#### [Set tasks]
**1)** In the text on the Buenos Aires tasting tour, what three kinds of flavors make up Argentinean cuisine?
**2)** Pick up the text on the Buenos Aires tasting tour after its final sentence and carry it forward.

#### [Quoted text]
Gourmet Tasting Tour in Buenos Aires

The typical dishes of the Argentinean cuisine

Because of the massive immigration, there is the debate if there really is a traditional cuisine in Argentina. It is said that “traditional food is eaten in the streets and consumed frequently by the poor.” The traditional or typical food of a country is the one that is eaten regularly, no matter if it is at home or in expensive restaurants. It is also the one sold in street stalls, bought by the working class at midday for being cheap and accessible. During this tasting tour in Buenos Aires, we will try the traditional dishes of the Argentinean cuisine.

The Argentinean cuisine is made up of a combination of European, Hispanic American (criollo) and native flavours. The Argentinian gastronomy in general is strongly carnivorous thanks to its famous meats of excellent quality. The typical dishes differ from north to south. In Buenos Aires, for example, the Spanish and Italian influence in their kitchen is deeply rooted thanks to the great immigrations. But there are some that are popular throughout the country.

In this tasting we will have a lunch consisting of a starter and a main course, a dessert and later a snack.

Entries from a point annotation set
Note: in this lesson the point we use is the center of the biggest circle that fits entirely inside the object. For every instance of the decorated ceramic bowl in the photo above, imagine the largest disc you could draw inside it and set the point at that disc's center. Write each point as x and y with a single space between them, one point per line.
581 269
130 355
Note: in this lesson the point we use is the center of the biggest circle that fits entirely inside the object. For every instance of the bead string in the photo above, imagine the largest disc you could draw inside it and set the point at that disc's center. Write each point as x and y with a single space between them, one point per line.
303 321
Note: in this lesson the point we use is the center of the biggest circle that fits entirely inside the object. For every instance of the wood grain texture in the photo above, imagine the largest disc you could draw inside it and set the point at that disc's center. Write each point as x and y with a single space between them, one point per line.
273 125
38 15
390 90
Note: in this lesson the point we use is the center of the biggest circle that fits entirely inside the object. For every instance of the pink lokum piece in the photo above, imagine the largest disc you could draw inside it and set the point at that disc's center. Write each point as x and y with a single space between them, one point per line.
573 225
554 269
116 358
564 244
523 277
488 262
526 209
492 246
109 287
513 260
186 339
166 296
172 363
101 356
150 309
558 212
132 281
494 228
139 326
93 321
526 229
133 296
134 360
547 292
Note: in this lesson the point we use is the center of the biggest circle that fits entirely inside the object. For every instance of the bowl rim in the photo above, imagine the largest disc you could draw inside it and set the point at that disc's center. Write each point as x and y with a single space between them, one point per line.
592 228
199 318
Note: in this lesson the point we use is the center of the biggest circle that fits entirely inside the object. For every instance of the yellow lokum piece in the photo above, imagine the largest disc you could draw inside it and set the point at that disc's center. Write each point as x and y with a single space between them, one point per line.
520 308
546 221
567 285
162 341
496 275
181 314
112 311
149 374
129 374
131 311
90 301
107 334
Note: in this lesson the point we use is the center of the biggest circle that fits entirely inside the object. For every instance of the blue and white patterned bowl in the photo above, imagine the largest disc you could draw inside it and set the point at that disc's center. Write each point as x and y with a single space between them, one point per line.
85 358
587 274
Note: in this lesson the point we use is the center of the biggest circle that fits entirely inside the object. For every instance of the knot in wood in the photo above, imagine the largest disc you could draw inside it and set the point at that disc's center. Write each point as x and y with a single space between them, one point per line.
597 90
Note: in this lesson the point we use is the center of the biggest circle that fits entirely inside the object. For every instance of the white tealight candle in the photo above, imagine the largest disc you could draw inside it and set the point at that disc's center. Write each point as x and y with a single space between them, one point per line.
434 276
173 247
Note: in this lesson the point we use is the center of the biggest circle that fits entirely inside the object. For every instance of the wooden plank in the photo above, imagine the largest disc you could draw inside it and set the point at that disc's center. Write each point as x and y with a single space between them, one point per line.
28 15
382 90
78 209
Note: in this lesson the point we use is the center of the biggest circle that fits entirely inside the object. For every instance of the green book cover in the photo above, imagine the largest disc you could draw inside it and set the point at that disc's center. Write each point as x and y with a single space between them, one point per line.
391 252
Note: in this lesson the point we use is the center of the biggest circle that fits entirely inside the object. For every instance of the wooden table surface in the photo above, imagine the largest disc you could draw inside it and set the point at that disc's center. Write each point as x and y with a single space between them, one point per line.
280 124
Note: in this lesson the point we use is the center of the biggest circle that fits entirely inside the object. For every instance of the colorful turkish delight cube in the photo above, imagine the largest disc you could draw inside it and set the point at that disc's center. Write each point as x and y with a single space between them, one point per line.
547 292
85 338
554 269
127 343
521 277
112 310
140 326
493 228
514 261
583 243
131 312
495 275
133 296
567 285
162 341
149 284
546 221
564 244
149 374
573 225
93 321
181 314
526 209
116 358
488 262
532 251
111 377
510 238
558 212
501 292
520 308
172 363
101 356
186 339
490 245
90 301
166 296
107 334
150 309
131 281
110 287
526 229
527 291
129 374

#### [Answers given]
**1)** European, Hispanic American (criollo), and native flavors.

**2)**
Lunch

Starter

Empanadas

Argentinian empanadas

One of the most characteristic foods in Argentina is the empanada. In this South American country, empanadas are prepared in a variety of flavors and for all tastes. During the tour we will talk a little about the history of empanadas and Argentinian Empanadas.

Main Course

Argentinian Traditional Grill

Grilling or meat is also known as asado. “Asado” means grilled ribs, and “parrillada” stand for the following items:

Asado

Asado strip

The roasted strip is the rib of the animal that is cut crosswise in “strips”, so the cut includes pieces of bone.

Chorizo

Argentine Chorizos

The “Chorizo criollo”, is done uncured, is of soft texture but you can not eat it raw. It is eaten after being cooked on the grill, and you can also eat in sandwich called popularly Choripán.

Morcilla

Morcilla or Black Pudding

The black pudding is a sausage based on coagulated and boiled blood, usually pork, in dark mahogany color. It is usually mixed with pork fat.

Entrañas

Entrañas

The “entraña” or entrails, a muscle that forms part of the diaphragm of the animal, is attached to the ribs on the inside of the rib. It comes coated with a membrane called “skin”.

Molleja

Molleja or thymus gland

For Argentines, the thymus gland is more than just a viscera. It is the ciollo version of a delicatessen, the Pampa response to the delicate French foie gras. The molleja is typical of a good roast and is the one consisting in the thymus gland of a bovine.

Chinchulín

Chinchulines or small bowel

Also considered delicatessen. It is the form used to refer to the small bowel of cattle. It’s already clean from the butcher shop. It is found in the first part of the digestive system. Inside it contains the chyle, which is responsible for digestion and is made up of fats, which gives it its special flavor.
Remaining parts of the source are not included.